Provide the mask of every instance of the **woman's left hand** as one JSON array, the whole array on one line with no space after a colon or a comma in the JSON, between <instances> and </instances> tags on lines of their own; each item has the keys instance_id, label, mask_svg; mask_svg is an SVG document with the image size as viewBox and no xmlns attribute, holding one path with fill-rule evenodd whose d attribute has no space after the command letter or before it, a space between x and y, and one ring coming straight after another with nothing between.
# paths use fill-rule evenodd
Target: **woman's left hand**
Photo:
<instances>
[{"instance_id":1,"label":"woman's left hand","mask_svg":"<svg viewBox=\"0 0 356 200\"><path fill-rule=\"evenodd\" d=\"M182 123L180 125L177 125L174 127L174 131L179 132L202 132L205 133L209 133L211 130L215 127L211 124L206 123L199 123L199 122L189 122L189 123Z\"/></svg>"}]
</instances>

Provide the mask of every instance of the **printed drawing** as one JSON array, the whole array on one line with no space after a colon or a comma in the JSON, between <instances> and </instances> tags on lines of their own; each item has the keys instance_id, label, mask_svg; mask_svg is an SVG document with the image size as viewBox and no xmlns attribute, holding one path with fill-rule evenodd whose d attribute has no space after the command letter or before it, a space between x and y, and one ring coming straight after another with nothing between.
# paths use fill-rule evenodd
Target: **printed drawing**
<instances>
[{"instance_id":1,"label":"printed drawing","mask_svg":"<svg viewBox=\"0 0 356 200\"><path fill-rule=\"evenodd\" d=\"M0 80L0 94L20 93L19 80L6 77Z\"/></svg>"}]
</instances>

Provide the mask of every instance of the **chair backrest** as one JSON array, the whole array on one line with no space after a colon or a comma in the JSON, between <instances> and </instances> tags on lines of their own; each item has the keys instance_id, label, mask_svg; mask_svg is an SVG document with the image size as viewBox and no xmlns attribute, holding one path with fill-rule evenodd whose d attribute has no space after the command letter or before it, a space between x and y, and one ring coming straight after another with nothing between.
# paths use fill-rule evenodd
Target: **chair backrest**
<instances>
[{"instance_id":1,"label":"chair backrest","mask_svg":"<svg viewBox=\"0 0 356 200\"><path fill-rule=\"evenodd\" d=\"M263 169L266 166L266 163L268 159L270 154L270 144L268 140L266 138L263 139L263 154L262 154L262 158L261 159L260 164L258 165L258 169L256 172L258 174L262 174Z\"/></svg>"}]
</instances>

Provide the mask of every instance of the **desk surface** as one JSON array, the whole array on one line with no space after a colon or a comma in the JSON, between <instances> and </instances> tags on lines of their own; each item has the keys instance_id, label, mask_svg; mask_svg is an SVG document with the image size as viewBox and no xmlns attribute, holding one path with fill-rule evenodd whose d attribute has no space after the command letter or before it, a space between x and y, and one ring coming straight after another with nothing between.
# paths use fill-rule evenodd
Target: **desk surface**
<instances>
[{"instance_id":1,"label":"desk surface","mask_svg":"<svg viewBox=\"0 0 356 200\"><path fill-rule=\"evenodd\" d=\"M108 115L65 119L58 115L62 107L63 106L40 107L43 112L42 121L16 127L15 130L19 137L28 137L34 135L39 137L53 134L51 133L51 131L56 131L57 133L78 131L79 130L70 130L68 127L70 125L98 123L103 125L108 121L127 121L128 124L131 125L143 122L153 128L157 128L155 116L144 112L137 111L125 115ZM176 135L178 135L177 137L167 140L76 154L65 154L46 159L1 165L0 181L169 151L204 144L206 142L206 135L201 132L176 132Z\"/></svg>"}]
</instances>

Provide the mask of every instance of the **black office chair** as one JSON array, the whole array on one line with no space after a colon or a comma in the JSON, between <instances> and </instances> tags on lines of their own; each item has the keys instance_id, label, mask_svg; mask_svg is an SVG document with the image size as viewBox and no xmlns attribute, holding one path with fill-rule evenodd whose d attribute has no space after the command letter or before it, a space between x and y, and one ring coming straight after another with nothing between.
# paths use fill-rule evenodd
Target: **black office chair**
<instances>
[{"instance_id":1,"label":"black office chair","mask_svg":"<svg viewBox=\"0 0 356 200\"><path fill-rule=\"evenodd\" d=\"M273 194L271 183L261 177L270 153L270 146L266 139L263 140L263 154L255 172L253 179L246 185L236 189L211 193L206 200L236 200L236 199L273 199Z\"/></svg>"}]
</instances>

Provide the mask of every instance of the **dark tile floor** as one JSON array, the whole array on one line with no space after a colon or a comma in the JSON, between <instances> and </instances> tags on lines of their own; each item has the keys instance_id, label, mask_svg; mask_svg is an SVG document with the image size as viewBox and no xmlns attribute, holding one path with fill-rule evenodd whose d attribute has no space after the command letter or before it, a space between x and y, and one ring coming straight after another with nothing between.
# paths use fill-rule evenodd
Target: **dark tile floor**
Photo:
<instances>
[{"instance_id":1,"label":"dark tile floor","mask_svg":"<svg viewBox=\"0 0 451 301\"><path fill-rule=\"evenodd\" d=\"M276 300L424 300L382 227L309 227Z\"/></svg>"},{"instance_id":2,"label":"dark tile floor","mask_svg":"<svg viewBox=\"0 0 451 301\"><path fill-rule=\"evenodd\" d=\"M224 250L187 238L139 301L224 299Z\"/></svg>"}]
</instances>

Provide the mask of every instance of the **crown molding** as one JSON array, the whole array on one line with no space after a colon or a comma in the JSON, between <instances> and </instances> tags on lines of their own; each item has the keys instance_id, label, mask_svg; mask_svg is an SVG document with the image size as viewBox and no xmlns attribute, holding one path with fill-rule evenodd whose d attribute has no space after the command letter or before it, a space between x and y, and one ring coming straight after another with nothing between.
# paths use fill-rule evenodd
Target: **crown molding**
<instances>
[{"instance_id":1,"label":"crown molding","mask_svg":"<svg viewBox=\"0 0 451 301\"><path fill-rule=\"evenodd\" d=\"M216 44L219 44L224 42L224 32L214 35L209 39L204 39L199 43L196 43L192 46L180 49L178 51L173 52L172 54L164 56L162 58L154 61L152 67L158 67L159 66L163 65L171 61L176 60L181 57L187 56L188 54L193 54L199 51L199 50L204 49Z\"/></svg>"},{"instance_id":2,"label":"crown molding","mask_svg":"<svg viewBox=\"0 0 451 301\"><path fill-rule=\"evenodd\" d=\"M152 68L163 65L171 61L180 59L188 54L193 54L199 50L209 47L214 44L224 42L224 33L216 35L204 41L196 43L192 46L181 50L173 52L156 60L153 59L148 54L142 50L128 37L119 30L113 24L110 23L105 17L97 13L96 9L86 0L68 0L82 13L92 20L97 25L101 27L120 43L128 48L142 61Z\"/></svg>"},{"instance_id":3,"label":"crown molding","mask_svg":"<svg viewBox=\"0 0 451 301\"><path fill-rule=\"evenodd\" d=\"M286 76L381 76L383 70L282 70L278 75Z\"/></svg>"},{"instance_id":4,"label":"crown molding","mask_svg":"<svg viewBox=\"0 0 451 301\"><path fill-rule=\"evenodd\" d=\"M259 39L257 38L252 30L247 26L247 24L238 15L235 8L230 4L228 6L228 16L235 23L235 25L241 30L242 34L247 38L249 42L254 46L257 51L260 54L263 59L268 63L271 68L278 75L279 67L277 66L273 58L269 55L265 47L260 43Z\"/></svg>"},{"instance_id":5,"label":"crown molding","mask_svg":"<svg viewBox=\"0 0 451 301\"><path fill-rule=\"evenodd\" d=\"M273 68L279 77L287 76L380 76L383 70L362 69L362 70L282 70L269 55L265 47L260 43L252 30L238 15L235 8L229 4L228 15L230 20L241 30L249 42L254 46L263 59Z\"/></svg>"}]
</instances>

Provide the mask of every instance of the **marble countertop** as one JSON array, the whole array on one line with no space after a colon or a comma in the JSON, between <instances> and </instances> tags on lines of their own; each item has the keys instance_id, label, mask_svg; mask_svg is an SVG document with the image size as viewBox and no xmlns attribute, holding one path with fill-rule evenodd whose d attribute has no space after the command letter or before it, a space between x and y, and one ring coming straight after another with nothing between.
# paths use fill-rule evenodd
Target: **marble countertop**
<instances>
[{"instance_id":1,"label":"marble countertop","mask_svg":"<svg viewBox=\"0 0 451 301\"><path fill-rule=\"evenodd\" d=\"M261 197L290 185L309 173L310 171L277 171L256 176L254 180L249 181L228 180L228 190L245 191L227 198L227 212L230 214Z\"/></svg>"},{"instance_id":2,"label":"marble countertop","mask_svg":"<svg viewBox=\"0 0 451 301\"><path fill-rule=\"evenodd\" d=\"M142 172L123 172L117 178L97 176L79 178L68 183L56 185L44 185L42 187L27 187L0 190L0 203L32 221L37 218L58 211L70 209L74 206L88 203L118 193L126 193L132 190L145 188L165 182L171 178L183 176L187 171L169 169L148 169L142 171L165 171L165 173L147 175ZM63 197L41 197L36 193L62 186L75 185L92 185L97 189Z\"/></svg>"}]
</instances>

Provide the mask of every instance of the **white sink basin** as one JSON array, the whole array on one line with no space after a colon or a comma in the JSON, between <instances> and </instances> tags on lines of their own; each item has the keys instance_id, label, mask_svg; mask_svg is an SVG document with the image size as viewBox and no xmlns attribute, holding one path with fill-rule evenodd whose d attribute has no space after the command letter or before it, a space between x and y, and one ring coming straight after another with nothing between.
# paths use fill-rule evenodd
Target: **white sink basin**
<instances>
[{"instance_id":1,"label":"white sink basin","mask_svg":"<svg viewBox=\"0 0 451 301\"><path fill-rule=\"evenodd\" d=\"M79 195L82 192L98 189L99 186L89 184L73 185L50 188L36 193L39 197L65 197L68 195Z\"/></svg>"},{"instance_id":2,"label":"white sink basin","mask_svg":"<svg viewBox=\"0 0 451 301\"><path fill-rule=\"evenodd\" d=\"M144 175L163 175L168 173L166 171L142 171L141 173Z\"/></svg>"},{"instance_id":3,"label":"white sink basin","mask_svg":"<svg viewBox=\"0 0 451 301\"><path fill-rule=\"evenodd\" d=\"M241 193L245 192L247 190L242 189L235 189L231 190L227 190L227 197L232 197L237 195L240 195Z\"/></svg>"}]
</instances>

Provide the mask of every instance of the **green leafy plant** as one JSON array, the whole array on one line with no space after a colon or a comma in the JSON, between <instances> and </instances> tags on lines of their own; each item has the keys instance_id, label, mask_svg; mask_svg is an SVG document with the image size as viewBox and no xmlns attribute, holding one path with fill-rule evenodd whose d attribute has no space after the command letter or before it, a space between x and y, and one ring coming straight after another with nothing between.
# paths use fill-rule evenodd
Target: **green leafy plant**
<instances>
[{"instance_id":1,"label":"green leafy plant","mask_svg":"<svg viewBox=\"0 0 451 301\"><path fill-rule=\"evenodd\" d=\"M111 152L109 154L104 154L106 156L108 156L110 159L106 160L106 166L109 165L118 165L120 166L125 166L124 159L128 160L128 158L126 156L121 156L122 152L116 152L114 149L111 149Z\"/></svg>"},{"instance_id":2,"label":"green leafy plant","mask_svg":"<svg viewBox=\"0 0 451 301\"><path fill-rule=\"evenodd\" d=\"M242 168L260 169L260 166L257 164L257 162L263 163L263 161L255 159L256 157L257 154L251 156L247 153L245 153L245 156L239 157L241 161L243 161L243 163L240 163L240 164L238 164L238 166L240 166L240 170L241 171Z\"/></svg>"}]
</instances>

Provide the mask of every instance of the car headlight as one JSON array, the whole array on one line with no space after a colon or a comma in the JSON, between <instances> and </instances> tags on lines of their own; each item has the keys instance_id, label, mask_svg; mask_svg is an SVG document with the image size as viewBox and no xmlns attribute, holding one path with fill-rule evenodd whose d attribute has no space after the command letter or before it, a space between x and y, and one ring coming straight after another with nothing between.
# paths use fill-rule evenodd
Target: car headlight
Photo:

- What is expected -
State how many lines of the listing above contain the string "Target", treating uppercase and lowercase as different, and reply with the number only.

- The output -
11